The task | The listing that follows is to be output in full and without change.

Raw data |
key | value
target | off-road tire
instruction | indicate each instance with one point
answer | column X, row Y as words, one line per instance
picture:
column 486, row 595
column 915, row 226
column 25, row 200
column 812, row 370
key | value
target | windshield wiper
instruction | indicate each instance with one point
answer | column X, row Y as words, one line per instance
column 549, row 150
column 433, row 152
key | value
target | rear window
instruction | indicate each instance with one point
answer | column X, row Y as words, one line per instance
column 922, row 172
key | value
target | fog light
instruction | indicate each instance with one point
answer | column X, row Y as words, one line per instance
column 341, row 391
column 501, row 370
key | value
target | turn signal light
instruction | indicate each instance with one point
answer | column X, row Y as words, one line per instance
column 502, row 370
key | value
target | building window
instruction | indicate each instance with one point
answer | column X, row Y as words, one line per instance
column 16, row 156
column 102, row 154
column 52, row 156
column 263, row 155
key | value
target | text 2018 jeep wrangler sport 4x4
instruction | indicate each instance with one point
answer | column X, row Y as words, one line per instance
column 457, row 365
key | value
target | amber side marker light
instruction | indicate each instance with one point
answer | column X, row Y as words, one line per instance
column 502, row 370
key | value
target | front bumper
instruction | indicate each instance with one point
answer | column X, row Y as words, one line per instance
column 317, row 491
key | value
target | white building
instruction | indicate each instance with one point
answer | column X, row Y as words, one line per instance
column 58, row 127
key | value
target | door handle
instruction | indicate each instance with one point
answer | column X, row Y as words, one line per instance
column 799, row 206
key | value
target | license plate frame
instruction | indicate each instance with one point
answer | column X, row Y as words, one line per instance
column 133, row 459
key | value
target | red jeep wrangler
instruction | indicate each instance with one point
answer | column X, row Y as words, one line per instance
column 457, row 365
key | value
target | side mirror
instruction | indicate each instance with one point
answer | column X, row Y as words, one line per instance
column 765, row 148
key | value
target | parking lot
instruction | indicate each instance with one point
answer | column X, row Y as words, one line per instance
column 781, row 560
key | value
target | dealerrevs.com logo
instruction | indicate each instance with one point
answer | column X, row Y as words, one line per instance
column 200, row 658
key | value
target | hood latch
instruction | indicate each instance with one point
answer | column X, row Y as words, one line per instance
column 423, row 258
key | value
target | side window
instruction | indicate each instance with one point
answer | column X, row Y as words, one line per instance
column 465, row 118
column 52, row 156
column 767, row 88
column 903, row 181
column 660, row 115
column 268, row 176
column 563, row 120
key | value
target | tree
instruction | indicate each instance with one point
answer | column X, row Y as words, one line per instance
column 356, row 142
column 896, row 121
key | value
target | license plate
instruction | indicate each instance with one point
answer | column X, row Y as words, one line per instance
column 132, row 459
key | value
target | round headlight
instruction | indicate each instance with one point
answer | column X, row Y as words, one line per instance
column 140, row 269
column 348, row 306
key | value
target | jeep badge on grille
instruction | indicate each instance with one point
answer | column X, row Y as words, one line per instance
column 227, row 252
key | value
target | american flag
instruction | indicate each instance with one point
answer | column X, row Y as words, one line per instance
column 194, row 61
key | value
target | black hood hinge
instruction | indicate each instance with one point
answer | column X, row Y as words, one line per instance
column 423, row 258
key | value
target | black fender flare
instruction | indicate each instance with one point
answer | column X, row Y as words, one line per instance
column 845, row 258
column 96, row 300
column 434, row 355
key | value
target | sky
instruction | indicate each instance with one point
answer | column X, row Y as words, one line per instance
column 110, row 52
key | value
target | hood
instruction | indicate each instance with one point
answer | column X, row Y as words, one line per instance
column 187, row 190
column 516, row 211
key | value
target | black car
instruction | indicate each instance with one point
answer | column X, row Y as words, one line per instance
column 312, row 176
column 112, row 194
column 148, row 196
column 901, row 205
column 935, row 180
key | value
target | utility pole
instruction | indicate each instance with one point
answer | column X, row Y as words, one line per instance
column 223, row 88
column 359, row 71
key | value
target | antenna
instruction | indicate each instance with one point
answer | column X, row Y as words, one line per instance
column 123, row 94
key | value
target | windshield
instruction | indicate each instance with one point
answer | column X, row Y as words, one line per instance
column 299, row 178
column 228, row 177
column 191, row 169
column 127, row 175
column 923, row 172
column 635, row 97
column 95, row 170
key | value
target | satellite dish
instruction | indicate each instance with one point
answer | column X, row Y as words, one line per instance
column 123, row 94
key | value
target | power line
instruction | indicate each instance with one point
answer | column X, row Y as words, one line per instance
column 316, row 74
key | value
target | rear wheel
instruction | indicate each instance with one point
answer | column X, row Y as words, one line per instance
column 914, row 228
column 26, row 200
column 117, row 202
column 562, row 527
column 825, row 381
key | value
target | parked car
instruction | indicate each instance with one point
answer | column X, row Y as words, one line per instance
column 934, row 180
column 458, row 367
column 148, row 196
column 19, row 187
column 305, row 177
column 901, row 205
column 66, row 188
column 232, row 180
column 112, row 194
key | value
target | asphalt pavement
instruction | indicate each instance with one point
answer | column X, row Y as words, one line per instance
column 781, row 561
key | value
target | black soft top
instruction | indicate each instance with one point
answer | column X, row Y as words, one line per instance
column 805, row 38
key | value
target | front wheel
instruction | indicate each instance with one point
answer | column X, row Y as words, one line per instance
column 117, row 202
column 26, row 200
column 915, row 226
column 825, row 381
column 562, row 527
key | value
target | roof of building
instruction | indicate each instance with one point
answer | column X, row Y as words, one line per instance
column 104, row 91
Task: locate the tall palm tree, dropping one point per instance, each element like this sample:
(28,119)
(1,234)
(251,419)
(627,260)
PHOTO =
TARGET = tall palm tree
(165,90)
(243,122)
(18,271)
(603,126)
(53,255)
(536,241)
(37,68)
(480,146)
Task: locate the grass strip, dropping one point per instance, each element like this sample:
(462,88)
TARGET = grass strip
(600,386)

Solved problem |
key | value
target | off-road tire
instruction | indicate each instance with one point
answer | column X, row Y as words, one line per instance
picture:
column 486, row 595
column 915, row 226
column 25, row 200
column 812, row 370
key | value
target | windshield wiper
instruction | indicate each instance with one point
answer | column X, row Y as words, one line per instance
column 549, row 150
column 433, row 152
key | value
target | rear window
instruction | indicate each instance with one point
answer | column X, row Y as words, one line per instance
column 922, row 172
key | value
target | fog light
instruction | indicate each instance with one point
answer | column X, row Y as words, one line per instance
column 341, row 391
column 501, row 370
key | value
target | turn signal light
instruction | indicate each instance with one point
answer | column X, row Y as words, one line per instance
column 502, row 370
key | value
target | building window
instruction | indicate each instance with one point
answer | column X, row Y as words, one line per instance
column 16, row 156
column 102, row 154
column 52, row 156
column 263, row 155
key | value
target | text 2018 jeep wrangler sport 4x4
instruction | indicate each instance with one point
answer | column X, row Y as words, one line per instance
column 457, row 365
key | value
target | amber side marker light
instruction | indicate each instance with one point
answer | column X, row Y as words, one line per instance
column 502, row 370
key | value
target | front bumper
instruction | indicate each instance with one point
answer | column X, row Y as words, one line per instance
column 317, row 491
key | value
target | white building
instruction | indicate each instance with one point
answer | column X, row Y as words, one line per instance
column 58, row 127
key | value
target | door handle
instruction | indicate each instance with one point
answer | column X, row Y as words, one line per instance
column 799, row 206
key | value
target | license plate frame
instruction | indicate each instance with one point
answer | column X, row Y as words, one line per instance
column 133, row 459
key | value
target | red jeep wrangler
instruction | indicate each instance with one point
answer | column X, row Y as words, one line per instance
column 457, row 365
key | value
target | side mirror
instruction | indicate each instance with one point
answer | column X, row Y as words, one line per instance
column 765, row 148
key | value
target | parking lot
instruction | indicate each instance with one point
answer | column X, row Y as words, one line per instance
column 781, row 560
key | value
target | dealerrevs.com logo
instruction | indicate each instance with one point
answer | column X, row Y as words, one line per instance
column 200, row 658
key | value
target | hood latch
instruction | indicate each instance with one point
answer | column X, row Y as words, one line per instance
column 423, row 258
key | value
target | side window
instruction | indicate each instance with one point
answer | column X, row Y as words, one line per instance
column 465, row 118
column 52, row 156
column 767, row 88
column 903, row 181
column 660, row 115
column 268, row 176
column 563, row 120
key | value
target | tree
instruction | indicate each instance with one point
answer | column X, row Y as words, one line per instance
column 356, row 142
column 896, row 121
key | value
target | license plate
instruction | indicate each instance with one point
answer | column X, row Y as words, one line per instance
column 132, row 459
key | value
target | round headlight
instruction | indicate each instance with one point
answer | column X, row Y as words, one line per instance
column 140, row 269
column 348, row 306
key | value
target | jeep badge on grille
instruction | indicate each instance with one point
answer | column X, row Y as words, one line per instance
column 227, row 252
key | value
target | american flag
instruction | indicate each instance with one point
answer | column X, row Y as words, one line per instance
column 194, row 61
key | value
target | black hood hinge
instruction | indicate each instance with one point
answer | column X, row Y as words, one line per instance
column 423, row 258
key | value
target | black fender flare
instruction | indicate each instance with one point
answer | column X, row Y as words, one line per instance
column 845, row 258
column 96, row 300
column 434, row 355
key | value
target | sky
instruction | indicate each instance with one point
answer | column X, row Y as words, one line per instance
column 110, row 52
key | value
target | hood
instruction | indicate each instance with one point
answer | column X, row Y as words, one line per instance
column 187, row 190
column 516, row 211
key | value
target | black car
instruction | indicate each instance with one point
answer | column X, row Y as words, one line per instance
column 312, row 176
column 112, row 194
column 148, row 196
column 901, row 205
column 935, row 180
key | value
target | utility pole
instruction | indicate each instance with one point
answer | column X, row Y as words, one line per instance
column 223, row 88
column 359, row 71
key | value
target | antenna
instruction | indicate each instance with one point
answer | column X, row Y as words, one line per instance
column 123, row 94
key | value
target | windshield
instruction | indicate each instance with one point
answer | column X, row Y as words, one line per instance
column 299, row 178
column 228, row 177
column 191, row 169
column 127, row 175
column 923, row 172
column 635, row 97
column 95, row 170
key | value
target | satellite dish
instruction | indicate each instance with one point
answer | column X, row Y as words, one line per instance
column 123, row 94
key | value
target | power line
instruction | indicate each instance with one point
answer | column X, row Y as words, one line per instance
column 316, row 74
key | value
target | rear wheel
instruction | indicate each instance with one point
answer | column X, row Y as words, one line per instance
column 914, row 228
column 26, row 200
column 117, row 202
column 562, row 527
column 825, row 381
key | value
target | parked car
instruction | indicate each instance with one point
answer | column X, row Y as words, one line per instance
column 934, row 180
column 458, row 367
column 148, row 196
column 19, row 187
column 305, row 177
column 901, row 205
column 66, row 188
column 232, row 180
column 112, row 194
key | value
target | asphalt pavement
instruction | indicate each instance with one point
answer | column X, row Y as words, one line per instance
column 781, row 561
key | value
target | black soft top
instruction | indicate each instance with one point
answer | column X, row Y as words, one line per instance
column 805, row 38
key | value
target | front wheel
instruction | indicate each instance with one point
answer | column X, row Y as words, one line per instance
column 117, row 202
column 26, row 200
column 915, row 226
column 825, row 381
column 562, row 527
key | value
target | roof of building
instruction | indicate each instance with one point
answer | column X, row Y as words, one line per instance
column 104, row 91
Task: locate the tall palm tree, dropping one point per instance, each element like this sample:
(28,119)
(1,234)
(251,419)
(627,260)
PHOTO =
TARGET = tall palm tree
(165,90)
(243,122)
(18,271)
(603,126)
(53,255)
(536,241)
(37,68)
(480,146)
Task: locate the grass strip, dropping one point per instance, each element like this sample:
(462,88)
TARGET = grass strip
(600,386)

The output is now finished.